**DIRECTION:** Convert every line of the data below into a numbered list, leaving out any blank lines.

**DATA RECORDS:**
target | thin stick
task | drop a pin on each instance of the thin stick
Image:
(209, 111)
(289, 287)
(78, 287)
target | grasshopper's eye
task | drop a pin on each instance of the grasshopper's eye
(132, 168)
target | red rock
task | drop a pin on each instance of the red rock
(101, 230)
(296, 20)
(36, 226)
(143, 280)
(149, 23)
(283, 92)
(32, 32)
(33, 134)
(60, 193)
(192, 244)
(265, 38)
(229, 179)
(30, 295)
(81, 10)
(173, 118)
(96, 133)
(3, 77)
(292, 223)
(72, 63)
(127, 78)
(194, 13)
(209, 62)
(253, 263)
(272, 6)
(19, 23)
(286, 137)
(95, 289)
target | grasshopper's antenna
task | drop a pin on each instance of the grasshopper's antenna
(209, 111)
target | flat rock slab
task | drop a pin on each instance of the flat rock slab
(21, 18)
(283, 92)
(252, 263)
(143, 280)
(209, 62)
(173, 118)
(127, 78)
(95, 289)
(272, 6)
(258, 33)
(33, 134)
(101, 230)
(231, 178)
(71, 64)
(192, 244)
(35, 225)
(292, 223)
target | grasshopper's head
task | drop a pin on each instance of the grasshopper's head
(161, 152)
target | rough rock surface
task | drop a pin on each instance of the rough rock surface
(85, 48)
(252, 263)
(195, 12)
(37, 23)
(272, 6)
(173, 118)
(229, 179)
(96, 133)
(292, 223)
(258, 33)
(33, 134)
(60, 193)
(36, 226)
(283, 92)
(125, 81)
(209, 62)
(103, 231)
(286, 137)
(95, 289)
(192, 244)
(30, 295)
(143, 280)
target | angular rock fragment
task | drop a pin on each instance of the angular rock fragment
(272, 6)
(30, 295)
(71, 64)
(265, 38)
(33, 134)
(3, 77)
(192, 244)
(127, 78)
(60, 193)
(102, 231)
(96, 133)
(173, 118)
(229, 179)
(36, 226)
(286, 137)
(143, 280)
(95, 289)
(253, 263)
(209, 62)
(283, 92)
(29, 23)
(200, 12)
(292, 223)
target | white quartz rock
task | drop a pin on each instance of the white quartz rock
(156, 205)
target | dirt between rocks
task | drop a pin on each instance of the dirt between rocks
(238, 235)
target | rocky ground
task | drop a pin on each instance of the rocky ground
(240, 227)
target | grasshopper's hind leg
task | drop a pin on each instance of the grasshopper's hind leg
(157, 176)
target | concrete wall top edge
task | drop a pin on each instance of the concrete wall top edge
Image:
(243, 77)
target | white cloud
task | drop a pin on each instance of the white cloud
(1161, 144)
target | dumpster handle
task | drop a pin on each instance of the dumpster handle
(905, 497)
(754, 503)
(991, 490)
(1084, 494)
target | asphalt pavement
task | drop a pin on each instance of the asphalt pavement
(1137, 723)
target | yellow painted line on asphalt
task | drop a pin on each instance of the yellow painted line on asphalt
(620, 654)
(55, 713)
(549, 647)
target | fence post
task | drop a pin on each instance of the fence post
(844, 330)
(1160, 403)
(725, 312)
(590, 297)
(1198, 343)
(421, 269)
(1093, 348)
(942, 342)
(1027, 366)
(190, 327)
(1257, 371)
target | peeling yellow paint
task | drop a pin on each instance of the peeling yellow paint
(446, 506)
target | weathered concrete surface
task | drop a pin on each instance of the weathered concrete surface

**COMPLETED EXERCISE:**
1. target | thin stick
2. task | drop a pin on each instance of the thin stick
3. Image:
4. (209, 111)
5. (289, 287)
6. (78, 287)
7. target | grasshopper's eye
8. task | drop a pin on each instance of the grasshopper's eye
9. (132, 168)
10. target | red rock
11. task | drop a pin on each instance of the red rock
12. (101, 230)
13. (296, 20)
14. (36, 226)
15. (143, 280)
16. (149, 23)
17. (283, 92)
18. (32, 32)
19. (33, 134)
20. (60, 193)
21. (192, 244)
22. (265, 38)
23. (229, 179)
24. (30, 295)
25. (81, 10)
26. (173, 118)
27. (96, 133)
28. (3, 77)
29. (292, 223)
30. (72, 63)
31. (127, 78)
32. (194, 13)
33. (209, 62)
34. (253, 263)
35. (272, 6)
36. (19, 23)
37. (286, 137)
38. (95, 289)
39. target | grasshopper's antenna
40. task | drop a pin on each instance of the grasshopper's antenna
41. (209, 111)
42. target | flat rock slab
43. task | drop a pin on each instance of the flat rock slab
44. (21, 18)
45. (283, 92)
46. (252, 263)
47. (143, 280)
48. (209, 62)
49. (173, 118)
50. (127, 78)
51. (95, 289)
52. (272, 6)
53. (258, 33)
54. (33, 134)
55. (101, 230)
56. (231, 178)
57. (71, 64)
58. (192, 244)
59. (35, 225)
60. (292, 223)
61. target | grasshopper's head
62. task | drop a pin on each instance of the grasshopper's head
63. (161, 152)
64. target | rough rock surface
65. task | drop a pin on each instance of the rough rock surface
66. (85, 48)
67. (252, 263)
68. (195, 12)
69. (37, 23)
70. (272, 6)
71. (173, 118)
72. (229, 179)
73. (96, 133)
74. (292, 223)
75. (258, 33)
76. (33, 134)
77. (60, 193)
78. (36, 226)
79. (283, 92)
80. (125, 81)
81. (209, 62)
82. (103, 231)
83. (286, 137)
84. (95, 289)
85. (192, 244)
86. (30, 295)
87. (143, 280)
88. target | angular rock fragment
89. task | drop a pin on each instance of the angular rock fragment
90. (272, 6)
91. (30, 295)
92. (71, 64)
93. (265, 38)
94. (33, 134)
95. (3, 77)
96. (192, 244)
97. (127, 78)
98. (60, 193)
99. (102, 231)
100. (96, 133)
101. (173, 118)
102. (229, 179)
103. (36, 226)
104. (286, 137)
105. (143, 280)
106. (95, 289)
107. (253, 263)
108. (209, 62)
109. (283, 92)
110. (29, 23)
111. (200, 12)
112. (292, 223)
113. target | white quartz rock
114. task | drop a pin on each instance of the white quartz rock
115. (156, 205)
116. target | dirt between rocks
117. task | drop a pin on each instance of the dirt between rocks
118. (238, 235)
119. target | rocky ground
120. task | drop a pin on each instance of the rocky ground
121. (240, 227)
122. target | grasshopper's hind leg
123. task | drop a pin on each instance of the grasshopper's hind leg
124. (157, 176)
125. target | concrete wall top edge
126. task | drop a pin on each instance of the concrete wall top edge
127. Image:
128. (243, 77)
129. target | white cloud
130. task | drop a pin on each instance of the white cloud
131. (1161, 144)
132. target | dumpster handle
133. task | drop a pin on each instance of the dumpster handle
134. (905, 497)
135. (754, 503)
136. (991, 490)
137. (1084, 494)
138. target | asphalt pavement
139. task | drop a pin on each instance of the asphalt pavement
140. (1137, 723)
141. target | yellow painted line on asphalt
142. task | drop a pin on each instance of the yellow painted line on asphalt
143. (620, 654)
144. (55, 713)
145. (549, 647)
146. target | fence post
147. task | drop a pin on each instance of the fence post
148. (844, 330)
149. (1160, 403)
150. (725, 312)
151. (590, 297)
152. (1198, 343)
153. (421, 269)
154. (1093, 348)
155. (942, 342)
156. (1027, 366)
157. (190, 327)
158. (1257, 371)
159. target | peeling yellow paint
160. task | drop a pin on each instance of the peeling yellow paint
161. (446, 506)
162. target | weathered concrete surface
163. task | drop a pin on each instance of the weathered concrete surface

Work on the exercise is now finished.